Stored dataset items
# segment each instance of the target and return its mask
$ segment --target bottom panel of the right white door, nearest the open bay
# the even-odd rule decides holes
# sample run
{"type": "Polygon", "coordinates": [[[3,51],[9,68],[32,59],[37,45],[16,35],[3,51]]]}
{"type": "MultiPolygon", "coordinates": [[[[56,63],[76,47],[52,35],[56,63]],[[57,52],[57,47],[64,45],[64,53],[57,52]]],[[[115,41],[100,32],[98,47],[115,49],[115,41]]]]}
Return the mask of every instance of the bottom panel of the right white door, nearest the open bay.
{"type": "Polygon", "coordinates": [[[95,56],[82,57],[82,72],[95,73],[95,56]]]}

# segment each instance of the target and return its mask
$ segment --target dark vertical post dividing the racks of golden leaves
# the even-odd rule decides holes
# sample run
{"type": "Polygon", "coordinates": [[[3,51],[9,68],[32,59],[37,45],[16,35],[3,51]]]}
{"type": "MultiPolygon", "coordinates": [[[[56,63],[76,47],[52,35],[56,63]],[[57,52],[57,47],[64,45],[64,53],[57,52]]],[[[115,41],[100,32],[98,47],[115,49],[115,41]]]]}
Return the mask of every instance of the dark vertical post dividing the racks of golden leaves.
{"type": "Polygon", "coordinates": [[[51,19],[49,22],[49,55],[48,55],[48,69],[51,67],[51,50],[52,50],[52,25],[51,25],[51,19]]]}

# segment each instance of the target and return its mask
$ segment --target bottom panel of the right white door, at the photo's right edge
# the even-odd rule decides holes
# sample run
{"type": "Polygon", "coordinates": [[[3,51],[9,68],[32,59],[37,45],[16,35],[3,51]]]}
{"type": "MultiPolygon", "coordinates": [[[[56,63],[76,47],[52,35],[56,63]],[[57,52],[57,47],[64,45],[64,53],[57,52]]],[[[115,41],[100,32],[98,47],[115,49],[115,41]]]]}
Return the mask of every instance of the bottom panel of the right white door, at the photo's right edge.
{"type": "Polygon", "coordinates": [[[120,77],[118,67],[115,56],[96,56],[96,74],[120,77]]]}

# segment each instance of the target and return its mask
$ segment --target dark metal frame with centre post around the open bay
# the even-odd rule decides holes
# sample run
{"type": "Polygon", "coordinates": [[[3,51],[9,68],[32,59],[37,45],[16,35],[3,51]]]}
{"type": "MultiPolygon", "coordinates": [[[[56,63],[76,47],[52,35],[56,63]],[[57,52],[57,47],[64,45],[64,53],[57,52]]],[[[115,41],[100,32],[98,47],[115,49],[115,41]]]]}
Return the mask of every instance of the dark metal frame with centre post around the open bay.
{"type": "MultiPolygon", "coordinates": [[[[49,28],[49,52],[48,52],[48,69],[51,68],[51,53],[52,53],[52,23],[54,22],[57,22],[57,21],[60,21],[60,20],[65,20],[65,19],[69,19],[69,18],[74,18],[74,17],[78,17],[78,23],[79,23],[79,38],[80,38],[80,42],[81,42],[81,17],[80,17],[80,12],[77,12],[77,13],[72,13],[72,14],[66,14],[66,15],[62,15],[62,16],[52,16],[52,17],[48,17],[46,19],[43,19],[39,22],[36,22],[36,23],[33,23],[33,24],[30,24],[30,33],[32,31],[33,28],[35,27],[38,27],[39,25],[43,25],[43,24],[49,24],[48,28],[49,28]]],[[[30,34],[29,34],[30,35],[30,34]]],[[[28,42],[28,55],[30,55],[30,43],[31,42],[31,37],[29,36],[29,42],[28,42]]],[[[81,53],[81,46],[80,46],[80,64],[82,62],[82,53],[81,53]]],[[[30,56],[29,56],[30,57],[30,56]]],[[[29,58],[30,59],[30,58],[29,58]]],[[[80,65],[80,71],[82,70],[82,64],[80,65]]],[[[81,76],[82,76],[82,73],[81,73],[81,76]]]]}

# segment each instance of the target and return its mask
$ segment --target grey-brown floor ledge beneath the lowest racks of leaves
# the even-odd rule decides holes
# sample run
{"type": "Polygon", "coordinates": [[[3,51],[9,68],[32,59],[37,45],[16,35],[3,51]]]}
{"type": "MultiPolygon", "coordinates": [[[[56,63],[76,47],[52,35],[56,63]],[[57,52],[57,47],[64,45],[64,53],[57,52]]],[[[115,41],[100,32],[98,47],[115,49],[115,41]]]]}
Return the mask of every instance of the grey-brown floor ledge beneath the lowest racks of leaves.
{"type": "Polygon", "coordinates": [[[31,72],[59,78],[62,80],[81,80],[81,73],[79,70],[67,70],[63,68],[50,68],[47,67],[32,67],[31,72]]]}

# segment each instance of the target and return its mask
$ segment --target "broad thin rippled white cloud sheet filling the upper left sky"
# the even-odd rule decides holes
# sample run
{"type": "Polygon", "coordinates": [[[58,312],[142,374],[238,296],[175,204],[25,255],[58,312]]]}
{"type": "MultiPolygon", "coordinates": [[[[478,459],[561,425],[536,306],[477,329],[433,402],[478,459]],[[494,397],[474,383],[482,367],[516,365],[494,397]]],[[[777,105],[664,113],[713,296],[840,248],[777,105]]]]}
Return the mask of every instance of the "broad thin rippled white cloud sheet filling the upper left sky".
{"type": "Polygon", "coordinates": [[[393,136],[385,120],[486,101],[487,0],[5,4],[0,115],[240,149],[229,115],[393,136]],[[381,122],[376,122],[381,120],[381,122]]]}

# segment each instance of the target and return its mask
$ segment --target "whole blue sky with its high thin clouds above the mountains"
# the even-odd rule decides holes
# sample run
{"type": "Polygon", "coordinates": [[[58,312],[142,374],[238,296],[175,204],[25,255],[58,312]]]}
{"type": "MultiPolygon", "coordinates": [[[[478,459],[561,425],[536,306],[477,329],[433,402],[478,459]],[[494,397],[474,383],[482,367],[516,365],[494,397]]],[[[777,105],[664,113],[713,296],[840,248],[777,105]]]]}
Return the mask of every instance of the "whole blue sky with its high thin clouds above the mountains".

* * *

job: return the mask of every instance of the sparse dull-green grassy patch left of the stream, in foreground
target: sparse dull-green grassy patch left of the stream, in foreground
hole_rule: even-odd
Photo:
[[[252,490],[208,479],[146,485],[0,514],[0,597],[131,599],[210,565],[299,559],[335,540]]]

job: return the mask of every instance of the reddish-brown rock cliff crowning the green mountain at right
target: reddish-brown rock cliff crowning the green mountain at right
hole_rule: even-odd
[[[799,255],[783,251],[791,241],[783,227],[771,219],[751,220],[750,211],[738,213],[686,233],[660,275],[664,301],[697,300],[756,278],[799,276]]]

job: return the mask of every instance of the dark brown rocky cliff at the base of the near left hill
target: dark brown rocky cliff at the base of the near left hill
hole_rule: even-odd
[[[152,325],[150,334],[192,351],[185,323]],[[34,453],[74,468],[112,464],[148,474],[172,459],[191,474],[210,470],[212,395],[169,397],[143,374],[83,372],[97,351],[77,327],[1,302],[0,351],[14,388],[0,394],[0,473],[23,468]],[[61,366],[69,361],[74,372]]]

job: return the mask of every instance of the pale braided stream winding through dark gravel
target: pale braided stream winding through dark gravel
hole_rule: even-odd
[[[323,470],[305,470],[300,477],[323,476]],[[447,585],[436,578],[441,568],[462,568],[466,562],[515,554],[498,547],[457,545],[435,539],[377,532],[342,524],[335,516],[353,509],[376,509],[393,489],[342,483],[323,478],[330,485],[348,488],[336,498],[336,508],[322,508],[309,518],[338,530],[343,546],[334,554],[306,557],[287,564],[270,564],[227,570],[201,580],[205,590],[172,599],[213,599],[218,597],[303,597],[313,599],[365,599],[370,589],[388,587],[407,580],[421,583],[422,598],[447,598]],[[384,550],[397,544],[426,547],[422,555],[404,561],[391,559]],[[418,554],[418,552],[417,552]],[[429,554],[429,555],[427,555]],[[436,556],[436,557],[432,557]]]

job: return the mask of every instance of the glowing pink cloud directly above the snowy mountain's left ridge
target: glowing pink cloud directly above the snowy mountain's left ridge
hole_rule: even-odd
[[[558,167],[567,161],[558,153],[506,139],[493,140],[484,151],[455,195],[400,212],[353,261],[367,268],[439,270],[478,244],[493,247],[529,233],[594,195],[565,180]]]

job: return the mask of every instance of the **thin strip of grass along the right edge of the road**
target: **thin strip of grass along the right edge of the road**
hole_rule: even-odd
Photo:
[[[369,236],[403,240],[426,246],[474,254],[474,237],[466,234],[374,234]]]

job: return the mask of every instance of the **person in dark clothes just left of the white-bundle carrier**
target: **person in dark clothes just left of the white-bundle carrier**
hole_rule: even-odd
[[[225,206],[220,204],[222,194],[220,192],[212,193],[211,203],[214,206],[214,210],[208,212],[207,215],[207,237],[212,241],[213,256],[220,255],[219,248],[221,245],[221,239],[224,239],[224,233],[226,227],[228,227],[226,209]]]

■ Task details ■
Starting at the line that contains "target: dark brown" and stopping after the line that contains "job: return the mask of every instance of the glowing", write out every line exactly as it appears above, and no other line.

■ The answer ■
target: dark brown rocky cliff at the base of the near left hill
hole_rule: even-odd
[[[152,325],[150,334],[192,351],[185,323]],[[34,453],[74,468],[112,464],[148,474],[172,459],[191,474],[210,470],[212,395],[169,397],[143,374],[83,372],[97,351],[77,327],[1,302],[0,351],[14,388],[0,394],[0,473],[23,468]],[[61,366],[69,361],[74,372]]]

job: return the mask of every instance of the pale braided stream winding through dark gravel
target: pale braided stream winding through dark gravel
hole_rule: even-odd
[[[323,470],[305,470],[300,477],[323,476]],[[447,585],[436,578],[441,568],[462,568],[466,562],[515,554],[498,547],[457,545],[435,539],[377,532],[342,524],[335,516],[353,509],[376,509],[393,489],[342,483],[323,478],[330,485],[348,488],[336,498],[336,508],[322,508],[309,518],[338,530],[343,546],[334,554],[306,557],[287,564],[270,564],[227,570],[201,580],[205,590],[172,599],[213,599],[218,597],[303,597],[313,599],[365,599],[370,589],[388,587],[407,580],[421,583],[422,598],[447,598]],[[384,550],[397,544],[426,547],[422,555],[404,561],[391,559]],[[418,554],[418,552],[417,552]],[[429,554],[429,555],[427,555]],[[436,556],[436,557],[432,557]]]

job: return the mask of every instance of the glowing pink cloud directly above the snowy mountain's left ridge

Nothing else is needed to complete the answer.